▶ **Given task**
Change every "thickest" in the records below to "widest", and leave everything else as it is.

Stored items from a collection
══════════════════════════════

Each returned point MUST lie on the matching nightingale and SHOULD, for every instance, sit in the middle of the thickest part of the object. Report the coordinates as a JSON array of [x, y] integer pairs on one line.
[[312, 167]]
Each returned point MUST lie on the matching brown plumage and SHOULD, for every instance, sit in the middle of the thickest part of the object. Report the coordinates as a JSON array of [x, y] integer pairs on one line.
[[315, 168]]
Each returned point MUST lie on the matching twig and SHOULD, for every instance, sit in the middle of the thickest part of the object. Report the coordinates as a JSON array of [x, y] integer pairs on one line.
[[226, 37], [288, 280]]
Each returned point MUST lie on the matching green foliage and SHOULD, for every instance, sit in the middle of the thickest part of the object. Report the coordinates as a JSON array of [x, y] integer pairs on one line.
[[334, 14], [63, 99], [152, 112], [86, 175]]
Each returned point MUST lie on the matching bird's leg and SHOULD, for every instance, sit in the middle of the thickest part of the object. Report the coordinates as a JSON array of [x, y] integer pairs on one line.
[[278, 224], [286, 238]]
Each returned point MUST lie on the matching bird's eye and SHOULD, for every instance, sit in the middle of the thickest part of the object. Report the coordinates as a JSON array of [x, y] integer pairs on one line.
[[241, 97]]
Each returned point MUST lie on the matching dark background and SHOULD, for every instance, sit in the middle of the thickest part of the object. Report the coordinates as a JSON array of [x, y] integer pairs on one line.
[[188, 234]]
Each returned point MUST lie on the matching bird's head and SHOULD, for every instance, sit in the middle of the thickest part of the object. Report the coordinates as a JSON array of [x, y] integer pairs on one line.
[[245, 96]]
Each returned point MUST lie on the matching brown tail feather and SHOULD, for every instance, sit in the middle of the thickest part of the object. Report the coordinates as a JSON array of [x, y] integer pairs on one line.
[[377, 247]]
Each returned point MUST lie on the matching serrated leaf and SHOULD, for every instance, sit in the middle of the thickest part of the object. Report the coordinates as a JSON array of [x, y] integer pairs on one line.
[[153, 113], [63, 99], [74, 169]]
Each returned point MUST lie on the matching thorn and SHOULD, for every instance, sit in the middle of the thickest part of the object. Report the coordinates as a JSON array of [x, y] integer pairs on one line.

══════════════════════════════

▶ **Response for this exercise**
Each returned point MUST lie on the matching nightingale and SHOULD, for every instance, sit in the middle of the widest part of the object. Report the coordinates as a JSON array of [x, y] integer pairs on one line.
[[312, 167]]
Each returned point MUST lie on the matching brown plumage and SHOULD, for every instance, sit in the middle of the widest part of the object. Report the coordinates as a JSON array of [x, y] integer pairs on one line.
[[315, 168]]
Each returned point MUST lie on the matching twig and SHOULD, for every instance, sit in the middle of the widest part of the object. Report the coordinates as a JSON array of [x, y] integer pairs on one line.
[[226, 37], [288, 280]]
Each returned point MUST lie on the matching green foliage and SHOULD, for every instance, sit in the middle of the widest part of the object. Report the coordinates as a JSON array of [x, y] integer pairs on one line.
[[334, 14], [63, 99], [152, 112], [86, 175]]
Each returned point MUST lie on the matching bird's leg and SHOULD, for every instance, sit in the middle of the widest part of the object. Report the coordinates as a JSON array of [x, y] integer pairs on one line.
[[278, 224], [286, 238]]
Each returned point MUST lie on the matching bird's eye and SHOULD, for every instance, sit in the middle of the widest part of the object. Report the coordinates as a JSON array of [x, y] integer pairs on one line.
[[241, 97]]
Each returned point MUST lie on the matching dark background and SHOULD, for every instance, sit in the middle of the widest part of the object. Report the coordinates as a JSON array of [x, y] integer pairs on one line.
[[188, 234]]
Each returned point MUST lie on the matching bird's head and SHOULD, for every instance, sit in the middle of the widest part of the object. Report the coordinates as a JSON array of [x, y] integer pairs on one line.
[[245, 96]]
Each returned point MUST lie on the matching brown tail feather and SHOULD, for every instance, sit in the middle of the widest part of the object. Report the coordinates as a JSON array of [x, y] integer pairs on one line.
[[377, 247]]
Each returned point MUST lie on the matching serrated leaf and SHOULD, for every instance, sit in the middle of the widest part of the object. Report the coordinates as a JSON array of [x, y] integer pairs on one line.
[[153, 113], [63, 99], [74, 169]]
Each returned point MUST lie on the matching thorn and SHOULD, for every instance, sit in the middle of the widest part of the object. Report the coordinates as a JSON array of [x, y] integer pairs on one line.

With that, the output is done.